-- BEGIN Data shown --
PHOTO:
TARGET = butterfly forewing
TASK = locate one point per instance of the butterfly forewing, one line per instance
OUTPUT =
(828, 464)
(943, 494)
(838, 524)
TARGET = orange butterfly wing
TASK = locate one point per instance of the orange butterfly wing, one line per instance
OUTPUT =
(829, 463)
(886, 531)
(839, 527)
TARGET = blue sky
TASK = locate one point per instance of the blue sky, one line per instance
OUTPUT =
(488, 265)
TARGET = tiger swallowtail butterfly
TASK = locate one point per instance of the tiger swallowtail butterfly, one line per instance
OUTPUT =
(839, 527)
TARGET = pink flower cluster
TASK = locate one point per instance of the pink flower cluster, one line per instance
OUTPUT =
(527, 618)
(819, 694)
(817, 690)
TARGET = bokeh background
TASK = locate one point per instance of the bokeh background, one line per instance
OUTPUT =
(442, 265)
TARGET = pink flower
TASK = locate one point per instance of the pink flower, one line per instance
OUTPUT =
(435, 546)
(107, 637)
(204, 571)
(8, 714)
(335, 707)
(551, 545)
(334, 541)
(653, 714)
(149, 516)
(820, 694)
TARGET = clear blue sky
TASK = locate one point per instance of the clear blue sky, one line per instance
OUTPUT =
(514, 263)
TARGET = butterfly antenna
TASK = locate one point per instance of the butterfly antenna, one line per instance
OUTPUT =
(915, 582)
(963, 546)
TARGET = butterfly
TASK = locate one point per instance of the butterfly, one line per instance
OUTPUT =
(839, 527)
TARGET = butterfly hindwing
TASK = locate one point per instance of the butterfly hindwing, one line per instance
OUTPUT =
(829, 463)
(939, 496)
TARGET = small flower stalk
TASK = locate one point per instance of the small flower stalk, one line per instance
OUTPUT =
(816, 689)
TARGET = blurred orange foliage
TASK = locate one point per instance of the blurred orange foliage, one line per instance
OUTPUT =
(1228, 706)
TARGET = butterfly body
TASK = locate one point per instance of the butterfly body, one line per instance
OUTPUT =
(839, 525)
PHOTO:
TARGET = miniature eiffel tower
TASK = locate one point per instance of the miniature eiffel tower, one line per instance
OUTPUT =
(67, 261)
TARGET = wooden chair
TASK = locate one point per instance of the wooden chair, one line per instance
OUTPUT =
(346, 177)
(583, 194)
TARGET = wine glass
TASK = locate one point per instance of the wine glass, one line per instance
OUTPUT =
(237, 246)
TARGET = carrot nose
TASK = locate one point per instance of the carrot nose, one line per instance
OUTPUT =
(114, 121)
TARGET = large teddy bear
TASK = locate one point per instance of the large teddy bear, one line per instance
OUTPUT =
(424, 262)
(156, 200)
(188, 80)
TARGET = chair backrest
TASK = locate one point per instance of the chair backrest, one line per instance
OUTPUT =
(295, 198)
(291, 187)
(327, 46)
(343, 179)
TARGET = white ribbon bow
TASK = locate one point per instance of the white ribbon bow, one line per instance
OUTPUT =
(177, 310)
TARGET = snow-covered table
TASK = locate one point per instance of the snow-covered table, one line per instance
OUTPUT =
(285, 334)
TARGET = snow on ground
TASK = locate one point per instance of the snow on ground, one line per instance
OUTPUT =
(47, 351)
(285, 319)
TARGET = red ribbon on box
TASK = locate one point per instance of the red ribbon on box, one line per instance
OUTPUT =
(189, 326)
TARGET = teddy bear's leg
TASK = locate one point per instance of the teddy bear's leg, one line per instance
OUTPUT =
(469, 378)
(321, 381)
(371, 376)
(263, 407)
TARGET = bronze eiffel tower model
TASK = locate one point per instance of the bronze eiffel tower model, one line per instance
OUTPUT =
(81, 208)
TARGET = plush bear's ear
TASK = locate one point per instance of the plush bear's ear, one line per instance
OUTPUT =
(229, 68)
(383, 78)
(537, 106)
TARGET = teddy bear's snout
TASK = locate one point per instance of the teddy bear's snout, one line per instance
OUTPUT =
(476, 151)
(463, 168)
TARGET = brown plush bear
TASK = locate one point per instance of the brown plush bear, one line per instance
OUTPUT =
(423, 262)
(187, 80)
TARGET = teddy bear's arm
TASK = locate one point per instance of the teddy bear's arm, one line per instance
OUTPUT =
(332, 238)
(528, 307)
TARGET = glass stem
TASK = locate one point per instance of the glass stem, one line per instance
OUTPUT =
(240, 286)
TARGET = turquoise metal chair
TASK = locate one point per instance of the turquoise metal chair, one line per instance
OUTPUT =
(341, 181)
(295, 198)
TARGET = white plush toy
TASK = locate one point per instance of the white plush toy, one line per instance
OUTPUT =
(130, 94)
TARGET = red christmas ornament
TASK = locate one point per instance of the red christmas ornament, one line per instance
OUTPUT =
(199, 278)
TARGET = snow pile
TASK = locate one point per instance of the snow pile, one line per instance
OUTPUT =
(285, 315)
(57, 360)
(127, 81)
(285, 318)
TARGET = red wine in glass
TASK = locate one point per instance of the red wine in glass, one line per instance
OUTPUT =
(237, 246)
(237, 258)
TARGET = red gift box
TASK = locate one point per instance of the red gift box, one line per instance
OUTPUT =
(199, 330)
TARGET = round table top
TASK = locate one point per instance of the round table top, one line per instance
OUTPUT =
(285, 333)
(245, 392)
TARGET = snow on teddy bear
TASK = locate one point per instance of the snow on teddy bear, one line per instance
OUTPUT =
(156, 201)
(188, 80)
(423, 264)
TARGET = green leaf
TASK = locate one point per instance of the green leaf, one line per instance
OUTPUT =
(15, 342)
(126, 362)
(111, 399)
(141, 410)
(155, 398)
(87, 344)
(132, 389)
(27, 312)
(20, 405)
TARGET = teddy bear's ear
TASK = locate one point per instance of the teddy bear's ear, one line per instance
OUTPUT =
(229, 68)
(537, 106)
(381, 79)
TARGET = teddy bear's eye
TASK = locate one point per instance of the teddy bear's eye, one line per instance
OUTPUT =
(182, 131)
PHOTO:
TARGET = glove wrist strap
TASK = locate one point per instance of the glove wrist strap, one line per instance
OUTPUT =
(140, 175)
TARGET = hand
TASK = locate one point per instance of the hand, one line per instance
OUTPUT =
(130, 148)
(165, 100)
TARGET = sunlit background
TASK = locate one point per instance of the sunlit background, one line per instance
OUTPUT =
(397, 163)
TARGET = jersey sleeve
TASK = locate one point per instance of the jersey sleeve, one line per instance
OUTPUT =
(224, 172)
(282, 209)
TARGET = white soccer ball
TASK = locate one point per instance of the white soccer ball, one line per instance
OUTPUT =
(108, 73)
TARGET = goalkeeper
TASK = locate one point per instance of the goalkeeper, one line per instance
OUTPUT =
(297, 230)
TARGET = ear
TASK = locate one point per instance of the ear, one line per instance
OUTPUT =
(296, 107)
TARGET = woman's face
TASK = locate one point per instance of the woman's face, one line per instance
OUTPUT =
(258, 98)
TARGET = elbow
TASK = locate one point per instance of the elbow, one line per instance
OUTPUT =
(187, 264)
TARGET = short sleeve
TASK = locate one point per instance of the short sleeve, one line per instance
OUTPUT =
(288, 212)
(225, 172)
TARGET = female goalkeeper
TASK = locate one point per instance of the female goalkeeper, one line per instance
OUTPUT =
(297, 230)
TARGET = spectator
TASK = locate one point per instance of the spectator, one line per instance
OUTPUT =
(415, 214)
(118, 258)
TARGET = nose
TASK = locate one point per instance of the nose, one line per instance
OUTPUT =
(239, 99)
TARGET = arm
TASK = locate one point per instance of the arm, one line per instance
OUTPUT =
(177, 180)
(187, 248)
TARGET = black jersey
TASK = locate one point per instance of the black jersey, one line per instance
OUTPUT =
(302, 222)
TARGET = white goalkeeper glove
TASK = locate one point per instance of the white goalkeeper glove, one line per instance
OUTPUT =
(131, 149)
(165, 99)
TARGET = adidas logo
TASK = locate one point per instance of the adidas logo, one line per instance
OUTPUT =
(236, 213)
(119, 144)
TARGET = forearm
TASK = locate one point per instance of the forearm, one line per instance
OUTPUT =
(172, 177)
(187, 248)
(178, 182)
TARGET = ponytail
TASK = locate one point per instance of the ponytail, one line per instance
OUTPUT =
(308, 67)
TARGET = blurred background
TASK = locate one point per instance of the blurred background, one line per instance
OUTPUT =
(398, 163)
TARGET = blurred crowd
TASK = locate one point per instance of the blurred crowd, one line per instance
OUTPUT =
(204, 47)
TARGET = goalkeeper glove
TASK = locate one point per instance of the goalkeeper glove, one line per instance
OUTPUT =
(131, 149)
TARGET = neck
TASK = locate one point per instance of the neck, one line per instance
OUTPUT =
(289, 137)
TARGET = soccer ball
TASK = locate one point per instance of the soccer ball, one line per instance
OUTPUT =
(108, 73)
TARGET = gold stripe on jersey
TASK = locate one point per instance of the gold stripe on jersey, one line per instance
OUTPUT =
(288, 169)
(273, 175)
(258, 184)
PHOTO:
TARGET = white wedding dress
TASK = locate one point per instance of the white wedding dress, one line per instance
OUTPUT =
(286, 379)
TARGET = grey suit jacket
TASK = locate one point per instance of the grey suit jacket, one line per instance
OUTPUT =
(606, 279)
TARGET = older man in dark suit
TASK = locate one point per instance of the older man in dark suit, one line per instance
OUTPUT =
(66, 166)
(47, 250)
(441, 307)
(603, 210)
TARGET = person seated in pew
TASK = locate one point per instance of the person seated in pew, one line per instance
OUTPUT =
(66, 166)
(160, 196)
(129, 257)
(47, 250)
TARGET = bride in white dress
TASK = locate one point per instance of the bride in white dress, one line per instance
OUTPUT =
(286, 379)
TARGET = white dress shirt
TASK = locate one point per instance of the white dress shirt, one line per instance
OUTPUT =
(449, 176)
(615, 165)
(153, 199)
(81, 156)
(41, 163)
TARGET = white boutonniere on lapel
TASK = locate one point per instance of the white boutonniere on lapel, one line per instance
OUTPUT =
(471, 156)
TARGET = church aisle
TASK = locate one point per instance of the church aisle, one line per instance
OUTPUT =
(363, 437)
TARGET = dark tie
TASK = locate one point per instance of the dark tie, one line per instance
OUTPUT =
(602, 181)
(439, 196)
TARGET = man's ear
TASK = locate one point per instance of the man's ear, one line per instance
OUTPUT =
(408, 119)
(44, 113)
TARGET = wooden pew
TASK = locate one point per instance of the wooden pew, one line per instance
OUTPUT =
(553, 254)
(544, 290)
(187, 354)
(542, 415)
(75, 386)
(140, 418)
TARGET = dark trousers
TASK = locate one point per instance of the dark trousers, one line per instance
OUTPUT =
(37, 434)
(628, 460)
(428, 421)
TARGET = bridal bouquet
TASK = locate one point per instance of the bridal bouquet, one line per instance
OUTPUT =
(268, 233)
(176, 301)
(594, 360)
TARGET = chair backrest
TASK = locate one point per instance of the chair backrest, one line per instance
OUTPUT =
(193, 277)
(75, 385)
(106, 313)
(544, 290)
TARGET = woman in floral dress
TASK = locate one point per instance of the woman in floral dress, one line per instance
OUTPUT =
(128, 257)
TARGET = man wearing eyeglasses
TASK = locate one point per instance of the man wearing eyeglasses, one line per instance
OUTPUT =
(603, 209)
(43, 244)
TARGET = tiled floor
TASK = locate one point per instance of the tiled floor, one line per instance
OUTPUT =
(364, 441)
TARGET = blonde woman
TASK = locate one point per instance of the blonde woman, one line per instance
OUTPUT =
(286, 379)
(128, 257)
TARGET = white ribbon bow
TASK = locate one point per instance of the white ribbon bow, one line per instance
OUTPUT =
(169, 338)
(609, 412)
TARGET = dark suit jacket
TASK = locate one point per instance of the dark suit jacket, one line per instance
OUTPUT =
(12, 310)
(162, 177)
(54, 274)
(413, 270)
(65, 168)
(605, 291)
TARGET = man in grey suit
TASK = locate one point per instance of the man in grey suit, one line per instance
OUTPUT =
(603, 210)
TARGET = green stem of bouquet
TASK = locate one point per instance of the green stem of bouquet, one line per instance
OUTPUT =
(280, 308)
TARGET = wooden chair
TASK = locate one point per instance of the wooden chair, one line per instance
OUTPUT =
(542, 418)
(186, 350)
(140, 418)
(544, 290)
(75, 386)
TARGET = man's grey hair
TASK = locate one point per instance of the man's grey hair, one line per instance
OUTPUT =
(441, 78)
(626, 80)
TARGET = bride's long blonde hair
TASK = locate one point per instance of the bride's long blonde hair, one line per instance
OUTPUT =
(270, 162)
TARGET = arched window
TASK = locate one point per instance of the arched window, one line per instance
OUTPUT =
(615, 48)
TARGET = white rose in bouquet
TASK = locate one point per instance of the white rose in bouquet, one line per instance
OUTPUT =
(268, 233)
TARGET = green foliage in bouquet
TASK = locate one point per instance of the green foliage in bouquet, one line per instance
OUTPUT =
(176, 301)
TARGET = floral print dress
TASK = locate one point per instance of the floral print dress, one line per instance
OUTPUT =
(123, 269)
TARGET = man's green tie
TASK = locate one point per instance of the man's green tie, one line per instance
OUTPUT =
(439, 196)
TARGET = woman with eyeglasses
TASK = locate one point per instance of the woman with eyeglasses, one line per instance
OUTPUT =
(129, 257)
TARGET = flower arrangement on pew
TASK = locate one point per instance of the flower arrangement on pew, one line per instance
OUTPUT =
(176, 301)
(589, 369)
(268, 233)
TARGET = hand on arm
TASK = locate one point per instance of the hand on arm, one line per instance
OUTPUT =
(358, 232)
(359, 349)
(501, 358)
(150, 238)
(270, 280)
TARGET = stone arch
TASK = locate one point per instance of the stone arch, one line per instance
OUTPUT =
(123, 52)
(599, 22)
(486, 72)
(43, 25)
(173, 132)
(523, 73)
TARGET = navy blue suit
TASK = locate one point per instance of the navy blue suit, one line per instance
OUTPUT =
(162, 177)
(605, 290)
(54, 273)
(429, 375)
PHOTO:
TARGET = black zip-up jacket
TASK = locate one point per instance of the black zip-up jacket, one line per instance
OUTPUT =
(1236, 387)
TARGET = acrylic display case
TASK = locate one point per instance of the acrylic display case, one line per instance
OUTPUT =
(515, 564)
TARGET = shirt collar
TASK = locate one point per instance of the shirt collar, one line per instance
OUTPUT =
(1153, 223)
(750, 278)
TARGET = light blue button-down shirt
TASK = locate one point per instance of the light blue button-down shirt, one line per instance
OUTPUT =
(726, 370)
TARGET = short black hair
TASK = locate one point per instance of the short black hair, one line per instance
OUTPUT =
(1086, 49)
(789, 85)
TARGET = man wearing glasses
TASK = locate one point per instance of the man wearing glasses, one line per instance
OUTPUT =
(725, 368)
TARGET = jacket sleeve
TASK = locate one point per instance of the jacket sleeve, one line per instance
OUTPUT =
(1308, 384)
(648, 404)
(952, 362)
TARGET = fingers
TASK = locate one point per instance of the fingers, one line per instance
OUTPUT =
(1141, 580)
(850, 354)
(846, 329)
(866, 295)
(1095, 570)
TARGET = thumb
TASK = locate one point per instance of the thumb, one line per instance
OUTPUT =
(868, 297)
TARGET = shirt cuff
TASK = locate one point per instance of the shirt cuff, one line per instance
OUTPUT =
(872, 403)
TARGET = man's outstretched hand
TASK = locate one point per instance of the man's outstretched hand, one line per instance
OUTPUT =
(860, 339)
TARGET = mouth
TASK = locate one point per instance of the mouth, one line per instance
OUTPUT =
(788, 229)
-- END Data shown --
== Exercise description ==
All lines from the one containing "TARGET = man wearing glasses" through the final line of the listing above are to be reproduced exactly; include both and add nothing.

== The answer ==
TARGET = man wearing glasses
TASK = locate one point per instance of the man wearing glasses, one line per instance
OUTPUT =
(725, 368)
TARGET = jacket sleeve
TASK = locate one point per instance of the jacket sleeve, one line per instance
OUTPUT =
(1308, 384)
(648, 404)
(952, 362)
TARGET = fingers
TASK = locate one point per instance of the fingers, one line per instance
OUTPUT =
(1141, 580)
(850, 354)
(846, 329)
(866, 295)
(1095, 570)
TARGET = thumb
TASK = locate one point per instance of the thumb, one line per instance
OUTPUT =
(868, 297)
TARGET = shirt cuff
TASK = locate one point per instance of the shirt cuff, one line per instance
OUTPUT =
(872, 403)
TARGET = man's outstretched hand
TASK = locate one point per instance of the man's outstretched hand, one line per instance
OUTPUT =
(860, 339)
TARGET = mouth
TASK = locate one point per instance of the mouth, one line per instance
OUTPUT =
(788, 229)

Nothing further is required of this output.